══ BRANO DEL DOCUMENTO
El missièr (suocero) approvava il comportamento della moglie e raramente la contraddiceva.

In questa situazione la futura mamma, molto spesso, finiva per compromettere la salute propria e quella del nascituro. Non infrequenti erano i casi in cui si ammalava ed il bambino nasceva morto o decedeva poco dopo la nascita. I cimiteri ne erano testimoni e più ancora i registri parrocchiali. Inoltre difettavano le levatrici ufficiali, chiamate mammane. Supplivano a questa mancanza quelle abusive, che trattavano le partorienti in maniera empirica, senza le dovute regole igienicosanitarie. I parti avvenivano in preminenza in stanze fredde, a lume di petrolio e comunemente senza medico. Quest’ultimo interveniva solo nei casi palesemente difficili.

Se il parto riusciva felicemente, la gestante veniva alimentata per alcuni giorni con sópe co l’ojo e con panadèa od altro umile cibo.

Trascorsa la quarantena essa si sottoponeva al rito della benedizione in chiesa, dopo il quale poteva uscire di casa. Le famiglie contadine, nella grande maggioranza, sollecitavano le puerpere a ritornare nei campi pochi giorni dopo il parto senza badare alla quarantena.

Per allattare il piccino con una certa regolarità accadevano brontolamenti, discussioni: non s’intendeva concedere alla donna in questione di abbandonare temporaneamente il lavoro. La poverina veniva a trovarsi in un evidente disagio per governare il piccino.

La medesima, prima di recarsi nei campi, poneva la creatura, ben fasciata, sopra un buio to (cuscino di crusca di grano turco) dentro una cassetta del comò semiaperta, sistema che assicurava l’incolumità del piccino.

E’ da rammentare che in quei tempi non esisteva l’allattamento artificiale e quella madre che non aveva latte, o ne aveva in misura insufficiente o troppo leggero, doveva sopperire con quello di mucca o di altra generosa donna lattante del vicinatoPer quanto riguarda la mancanza o scarsezza di latte delle puerpere, vedasi anche l’argomento «Luoghi sacri cari al popolo» in cui tra l’altro si parla dell’oratorio di S. Elena Imperatrice, della chiesetta di Santa Marna e della vicina fonte det «bus del Buòro»..

Certe giovani madri impegnate nell’attività in campi poco discosti da casa, ad una certa ora ricevevano il piccino, ivi condotto con là carriola, adagiato su un cuscinetto detto piumasso, e lo allattavano all’ombra di una pianta.
════
══ MATERIALE FORNITO
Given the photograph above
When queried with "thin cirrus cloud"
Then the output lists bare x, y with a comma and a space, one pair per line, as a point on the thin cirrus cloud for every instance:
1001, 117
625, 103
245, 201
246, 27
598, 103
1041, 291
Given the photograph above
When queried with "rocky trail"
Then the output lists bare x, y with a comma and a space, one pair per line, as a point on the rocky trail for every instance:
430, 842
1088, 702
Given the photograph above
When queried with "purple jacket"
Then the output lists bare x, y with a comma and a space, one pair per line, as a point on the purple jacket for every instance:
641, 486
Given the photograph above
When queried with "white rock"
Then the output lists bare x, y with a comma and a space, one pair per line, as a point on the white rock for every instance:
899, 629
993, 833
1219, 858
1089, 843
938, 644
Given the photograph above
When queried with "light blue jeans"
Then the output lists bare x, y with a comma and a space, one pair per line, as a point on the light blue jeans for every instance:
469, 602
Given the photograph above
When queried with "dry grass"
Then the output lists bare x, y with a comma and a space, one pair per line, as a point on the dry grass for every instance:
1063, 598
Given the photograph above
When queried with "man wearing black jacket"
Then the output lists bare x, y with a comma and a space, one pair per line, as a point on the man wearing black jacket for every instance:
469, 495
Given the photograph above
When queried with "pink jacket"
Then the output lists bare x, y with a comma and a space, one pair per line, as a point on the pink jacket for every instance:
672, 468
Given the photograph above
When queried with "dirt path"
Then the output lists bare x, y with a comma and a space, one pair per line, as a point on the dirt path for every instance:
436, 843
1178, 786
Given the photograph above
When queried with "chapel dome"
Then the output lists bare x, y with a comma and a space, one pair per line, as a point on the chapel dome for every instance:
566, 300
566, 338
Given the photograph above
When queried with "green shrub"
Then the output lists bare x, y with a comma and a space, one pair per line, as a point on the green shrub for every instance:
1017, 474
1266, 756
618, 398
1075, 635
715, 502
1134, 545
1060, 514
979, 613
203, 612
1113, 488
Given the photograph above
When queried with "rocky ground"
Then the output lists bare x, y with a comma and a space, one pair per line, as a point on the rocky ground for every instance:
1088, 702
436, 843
════
CONSEGNA:
Riscrivi la parte del brano sulla maternità nelle famiglie contadine che inizia con le parole "Per allattare il" e si ferma dopo "l’incolumità del piccino.", sostituendo ovunque "piccino" con "neonato". Il materiale non ha alcun legame con il brano.

RISPOSTA:
Per allattare il neonato con una certa regolarità accadevano brontolamenti, discussioni: non s’intendeva concedere alla donna in questione di abbandonare temporaneamente il lavoro. La poverina veniva a trovarsi in un evidente disagio per governare il neonato.

La medesima, prima di recarsi nei campi, poneva la creatura, ben fasciata, sopra un buio to (cuscino di crusca di grano turco) dentro una cassetta del comò semiaperta, sistema che assicurava l’incolumità del neonato.